#### [WORK ORDER]
Verbatim reproduction of the entries is required; images must be omitted.

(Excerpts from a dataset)
***

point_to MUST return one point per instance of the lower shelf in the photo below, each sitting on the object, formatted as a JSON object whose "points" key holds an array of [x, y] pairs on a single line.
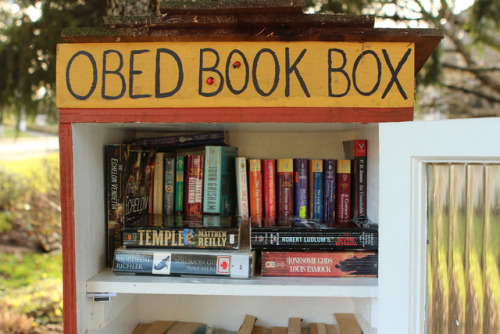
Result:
{"points": [[353, 287]]}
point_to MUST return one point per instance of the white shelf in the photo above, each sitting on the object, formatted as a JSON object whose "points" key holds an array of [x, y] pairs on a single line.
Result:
{"points": [[352, 287]]}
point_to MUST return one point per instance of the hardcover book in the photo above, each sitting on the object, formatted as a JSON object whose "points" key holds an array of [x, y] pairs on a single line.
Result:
{"points": [[307, 234], [179, 184], [219, 188], [356, 151], [169, 189], [301, 188], [343, 210], [242, 187], [177, 231], [320, 264], [316, 189], [193, 187], [329, 171], [269, 187], [176, 262], [285, 187], [255, 191], [129, 175], [185, 140], [158, 188]]}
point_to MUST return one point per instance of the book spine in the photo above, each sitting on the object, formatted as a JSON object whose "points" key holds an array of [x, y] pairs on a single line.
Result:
{"points": [[242, 187], [184, 141], [343, 210], [163, 262], [158, 185], [215, 238], [329, 171], [255, 189], [269, 174], [169, 181], [193, 199], [212, 179], [304, 240], [179, 184], [320, 264], [115, 186], [301, 188], [316, 189], [285, 187], [227, 192]]}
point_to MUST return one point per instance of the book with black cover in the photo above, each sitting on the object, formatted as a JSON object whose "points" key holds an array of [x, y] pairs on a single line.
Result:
{"points": [[306, 234]]}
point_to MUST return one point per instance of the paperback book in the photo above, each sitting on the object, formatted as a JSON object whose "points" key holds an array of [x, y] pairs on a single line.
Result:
{"points": [[177, 262], [129, 178], [307, 234], [177, 231], [320, 264]]}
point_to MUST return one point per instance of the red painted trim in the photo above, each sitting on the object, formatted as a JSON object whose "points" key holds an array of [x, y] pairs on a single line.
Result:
{"points": [[236, 115], [68, 227]]}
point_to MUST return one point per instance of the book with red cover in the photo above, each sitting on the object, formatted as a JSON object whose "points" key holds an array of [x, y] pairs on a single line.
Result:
{"points": [[255, 191], [356, 151], [320, 264], [284, 181], [343, 211], [193, 200], [269, 186]]}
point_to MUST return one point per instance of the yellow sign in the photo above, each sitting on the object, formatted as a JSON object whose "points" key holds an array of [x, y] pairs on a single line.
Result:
{"points": [[235, 74]]}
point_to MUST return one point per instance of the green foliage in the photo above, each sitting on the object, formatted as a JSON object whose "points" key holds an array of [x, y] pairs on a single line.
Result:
{"points": [[28, 51]]}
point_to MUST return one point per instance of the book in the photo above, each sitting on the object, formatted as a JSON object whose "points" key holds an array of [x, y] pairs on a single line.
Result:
{"points": [[319, 264], [284, 172], [356, 151], [219, 188], [179, 184], [301, 188], [185, 140], [129, 173], [308, 234], [158, 188], [329, 175], [343, 211], [169, 185], [255, 191], [177, 231], [242, 187], [193, 187], [316, 189], [175, 262], [269, 188]]}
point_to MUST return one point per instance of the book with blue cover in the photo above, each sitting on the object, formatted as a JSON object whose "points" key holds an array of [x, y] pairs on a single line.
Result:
{"points": [[219, 189]]}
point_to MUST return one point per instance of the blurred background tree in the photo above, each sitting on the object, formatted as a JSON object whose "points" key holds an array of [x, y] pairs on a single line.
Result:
{"points": [[29, 33]]}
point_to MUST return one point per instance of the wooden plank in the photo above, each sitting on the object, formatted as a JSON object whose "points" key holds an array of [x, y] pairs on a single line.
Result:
{"points": [[272, 74], [68, 227]]}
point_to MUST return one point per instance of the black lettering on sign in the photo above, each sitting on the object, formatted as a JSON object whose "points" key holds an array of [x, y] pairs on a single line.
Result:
{"points": [[134, 72], [379, 74], [228, 67], [180, 78], [106, 72], [337, 70], [395, 72], [94, 75], [293, 68], [209, 69], [276, 72]]}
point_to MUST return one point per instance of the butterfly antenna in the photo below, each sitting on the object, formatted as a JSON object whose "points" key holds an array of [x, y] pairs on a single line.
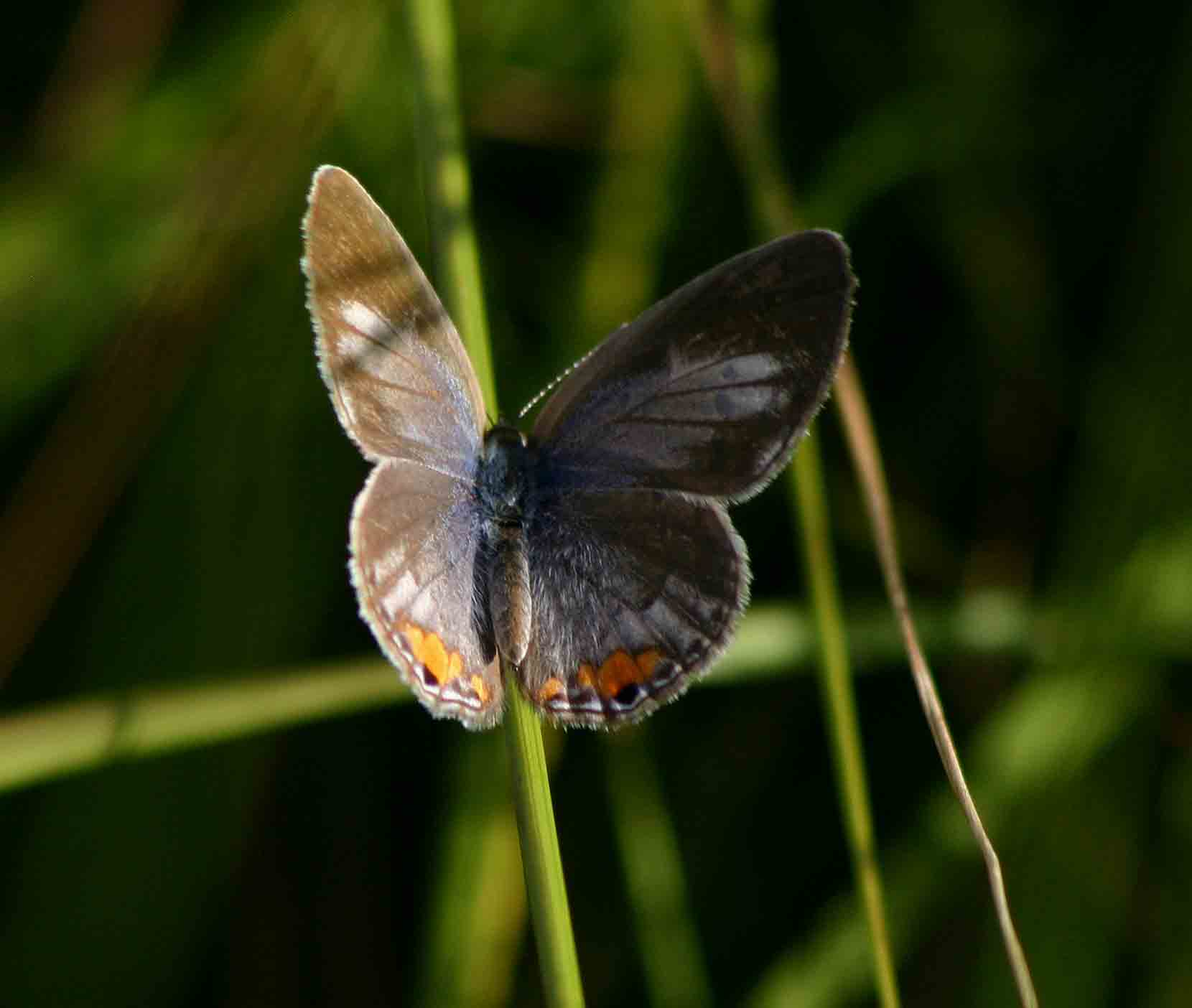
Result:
{"points": [[557, 379]]}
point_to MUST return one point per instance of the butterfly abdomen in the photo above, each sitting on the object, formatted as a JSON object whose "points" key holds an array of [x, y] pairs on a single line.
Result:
{"points": [[503, 487]]}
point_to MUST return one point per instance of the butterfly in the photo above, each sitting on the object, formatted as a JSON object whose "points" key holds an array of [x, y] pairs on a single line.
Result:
{"points": [[595, 553]]}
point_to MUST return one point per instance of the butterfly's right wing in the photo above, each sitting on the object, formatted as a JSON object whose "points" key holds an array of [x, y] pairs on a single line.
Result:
{"points": [[415, 540], [399, 378], [404, 388]]}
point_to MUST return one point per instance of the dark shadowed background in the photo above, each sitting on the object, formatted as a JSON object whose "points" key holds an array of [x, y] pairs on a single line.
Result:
{"points": [[1015, 185]]}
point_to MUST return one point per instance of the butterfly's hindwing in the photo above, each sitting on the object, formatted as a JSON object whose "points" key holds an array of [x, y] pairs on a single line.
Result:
{"points": [[634, 594], [415, 545]]}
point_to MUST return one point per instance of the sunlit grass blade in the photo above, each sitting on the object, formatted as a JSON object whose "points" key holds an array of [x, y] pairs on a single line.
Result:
{"points": [[447, 190]]}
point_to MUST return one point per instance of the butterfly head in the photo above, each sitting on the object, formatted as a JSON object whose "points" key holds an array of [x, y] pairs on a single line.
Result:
{"points": [[503, 482]]}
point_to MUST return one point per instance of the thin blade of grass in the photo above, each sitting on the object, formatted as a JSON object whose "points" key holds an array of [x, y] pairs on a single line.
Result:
{"points": [[447, 190]]}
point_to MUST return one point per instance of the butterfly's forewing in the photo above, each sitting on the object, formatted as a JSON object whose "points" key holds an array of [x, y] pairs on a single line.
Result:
{"points": [[403, 388], [401, 381], [637, 574], [708, 391]]}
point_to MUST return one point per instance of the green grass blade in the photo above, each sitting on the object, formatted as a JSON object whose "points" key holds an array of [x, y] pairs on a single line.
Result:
{"points": [[433, 39]]}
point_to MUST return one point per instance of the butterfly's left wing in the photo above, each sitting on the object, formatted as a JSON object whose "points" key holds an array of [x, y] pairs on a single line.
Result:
{"points": [[708, 391], [634, 592], [637, 576]]}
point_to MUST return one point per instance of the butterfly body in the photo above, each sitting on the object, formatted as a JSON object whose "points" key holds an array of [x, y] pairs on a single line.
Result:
{"points": [[592, 553]]}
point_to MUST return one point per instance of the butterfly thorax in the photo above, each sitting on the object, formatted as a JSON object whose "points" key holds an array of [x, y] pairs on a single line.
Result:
{"points": [[503, 486]]}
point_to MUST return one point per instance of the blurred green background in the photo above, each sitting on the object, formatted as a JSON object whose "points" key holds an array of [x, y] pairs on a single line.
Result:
{"points": [[1013, 182]]}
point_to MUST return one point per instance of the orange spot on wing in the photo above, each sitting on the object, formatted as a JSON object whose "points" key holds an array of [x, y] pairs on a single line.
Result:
{"points": [[429, 650], [617, 672], [621, 668], [550, 690]]}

***

#### [PROBLEM SOLUTION]
point_to MUST return one point per instance of the lower shelf in the photo below, each sitting on the object, formatted as a JSON object whose "points" key holds an array of [x, y] pairs on a single line.
Result:
{"points": [[353, 287]]}
point_to MUST return one point per instance of the white shelf in the photo above, each sitting on the object, formatted as a JSON object whose "points" key holds an array of [x, y] pairs on a single line.
Result:
{"points": [[352, 287]]}
point_to MUST return one point per instance of the hardcover book in the photo above, each sitting on the object, formatted as a JSON object whose "points" key holds an array of [x, y] pairs on a single line.
Result:
{"points": [[307, 234], [179, 184], [219, 188], [356, 151], [169, 189], [301, 188], [343, 210], [242, 187], [177, 231], [320, 264], [316, 189], [193, 187], [329, 171], [269, 187], [176, 262], [285, 187], [255, 191], [129, 175], [185, 140], [158, 188]]}
point_to MUST return one point per instance of the book spine in the photo above, each sitting on the object, formatted as a JSON object whose "points" key holds an array of [x, y] pairs on a single line.
Result:
{"points": [[242, 187], [184, 141], [343, 210], [163, 262], [158, 185], [215, 238], [329, 171], [255, 189], [269, 174], [169, 181], [193, 199], [212, 179], [304, 240], [179, 184], [320, 264], [115, 186], [301, 188], [316, 189], [285, 187], [227, 192]]}
point_to MUST return one point per instance of the book with black cover in the photo above, each sitting on the object, formatted as a JSON object whose "points" key holds an array of [x, y] pairs on a single line.
Result:
{"points": [[306, 234]]}
point_to MUST return one point per instance of the paperback book in the photo above, each sitting on the object, formatted as a JSON object whose "points" key holds an array of [x, y] pairs on a single line.
Result:
{"points": [[177, 262], [129, 178], [307, 234], [177, 231], [320, 264]]}
point_to MUST return one point per instance of the red painted trim in the photo above, each sitting on the object, formatted as a JSON object whose "points" key holds an array of [x, y] pairs on a single line.
Result:
{"points": [[236, 115], [68, 227]]}
point_to MUST return one point per instance of the book with red cover in the photo above, each sitting on the object, formatted as a JSON object whose "points" key holds an array of [x, y] pairs on a single line.
Result:
{"points": [[255, 191], [356, 151], [320, 264], [284, 181], [343, 211], [193, 200], [269, 186]]}
point_to MUST return one point per instance of the yellow sign in the photo above, each sitting on the object, formatted as a JSON object whose "points" key holds an array of [x, y] pairs on a single line.
Result:
{"points": [[235, 74]]}
point_to MUST return one point per instance of the green foliage in the photo above, each sitting on the object, formatted as a JSON object whose "points" key holds an array of [x, y] pairs on a single line.
Result:
{"points": [[28, 51]]}
point_to MUST return one point per instance of the book in the photo above, each sitting on the object, formatted as a JSON object whose "points" key holds an array of [x, y] pairs on a single line.
Result:
{"points": [[319, 264], [284, 172], [356, 151], [219, 188], [179, 184], [301, 188], [185, 140], [129, 173], [308, 234], [158, 188], [329, 175], [343, 211], [169, 185], [255, 191], [177, 231], [242, 187], [193, 187], [316, 189], [175, 262], [269, 188]]}
point_to MUST return one point per instance of the book with blue cover in the photo above, each sitting on the object, formatted as a JSON object whose "points" key holds an array of [x, y] pairs on a single line.
Result:
{"points": [[219, 189]]}
point_to MUST return one point per instance of the blurred background tree in the photo above, each sitting on the object, formatted as a JSON object whose "points" key holds an array of [x, y] pairs on a single line.
Result:
{"points": [[29, 33]]}
point_to MUST return one point per instance of the wooden plank in the photo above, each sitting on the object, formatted as a JSON object whose "points" key holds an array of [x, y] pairs on a single line.
Result:
{"points": [[272, 74], [68, 227]]}
point_to MUST return one point per instance of the black lettering on sign in the photo above, each sitting on the object, formatted as a JSON object whose "points" key holds an array of [x, y] pairs on a single line.
Result:
{"points": [[134, 72], [379, 74], [228, 67], [180, 78], [106, 72], [337, 70], [395, 72], [94, 75], [293, 68], [209, 69], [276, 72]]}
point_to MUST return one point per instance of the butterfly antenna in the photo below, each sitting on the object, formatted as a JSON object whose "points" key holds an array of [x, y] pairs on a single line.
Result:
{"points": [[557, 379]]}
point_to MUST return one point per instance of the butterfly abdomen in the photo above, each sitting on the object, formatted as a JSON object whose "points" key holds an array of [x, y] pairs on a single line.
Result:
{"points": [[503, 487]]}
point_to MUST return one point per instance of the butterfly in the photo above, each sitting on the object, formatted as a JSON object whose "points" key holds an array of [x, y] pairs on a single line.
Result:
{"points": [[595, 553]]}
point_to MUST return one point per instance of the butterfly's right wing in the photo above, each sitting on the object, formatted as a JSON object whose "points" key holds an array of [x, y] pairs on a single line.
Result:
{"points": [[415, 540], [399, 378], [404, 388]]}
point_to MUST return one point per instance of the dark shadowed background in the photo above, each sitting on the object, formatted as a JSON object whose "points" key holds an array of [x, y] pairs on a single line.
Result:
{"points": [[1015, 185]]}
point_to MUST return one point per instance of the butterfly's hindwing in the photo above, each sitting on the object, formatted as a JSON object whose "points" key holds an array of [x, y] pairs on a single line.
Result:
{"points": [[634, 594], [415, 545]]}
point_to MUST return one point per instance of the sunlit grass blade in the photo above, each sitting on the object, formatted as a JSON object whose "points" key holds an array of [x, y] pairs on a single line.
Result:
{"points": [[447, 190]]}
point_to MUST return one point per instance of the butterfly head in the photo above, each sitting on the object, formatted as a JSON object whose "points" key holds an array of [x, y] pairs on a single line.
Result:
{"points": [[503, 482]]}
point_to MUST return one point per instance of the thin blade of grass in the photo above, each sitting on the object, formatted as a JSON object whose "points" key holds an array of [x, y] pairs on a single line.
Result:
{"points": [[447, 190]]}
point_to MUST return one point per instance of the butterfly's forewing in the photo above, each sitting on the object, formatted as a JSON object whose "points" key holds an array of [x, y] pairs on a single line.
Result:
{"points": [[403, 388], [401, 381], [637, 574], [708, 391]]}
point_to MUST return one point per instance of the green grass blade in the photo above, each sitting on the object, formatted as a JSON object whose "points" key holds an array of [x, y] pairs on a single line.
Result:
{"points": [[433, 39]]}
point_to MUST return one point per instance of the butterfly's left wing in the photo above, each sitting on the object, formatted as a JSON object whose "points" key holds an array of [x, y] pairs on a single line.
Result:
{"points": [[708, 391], [634, 592], [637, 576]]}
point_to MUST return one point per instance of the butterfly body in the photo above, each sitting on the object, formatted as a JSON object whose "points" key holds an array of [x, y] pairs on a single line.
Result:
{"points": [[592, 553]]}
point_to MUST return one point per instance of the butterfly thorax in the photo above, each sitting on the object, formatted as a JSON object whose "points" key holds an array of [x, y] pairs on a single line.
Result:
{"points": [[503, 486]]}
point_to MUST return one point per instance of the blurred green background in the photo above, each sitting on the object, formatted as a JSON object whose "points" key holds an array of [x, y] pairs on a single line.
Result:
{"points": [[1013, 182]]}
point_to MUST return one point per instance of the orange spot on wing in the photo above, each sitting on the object, formatted as a JSON object whose "points" key holds an array of [x, y] pairs on a single line.
Result:
{"points": [[429, 650], [617, 672], [621, 668], [550, 690]]}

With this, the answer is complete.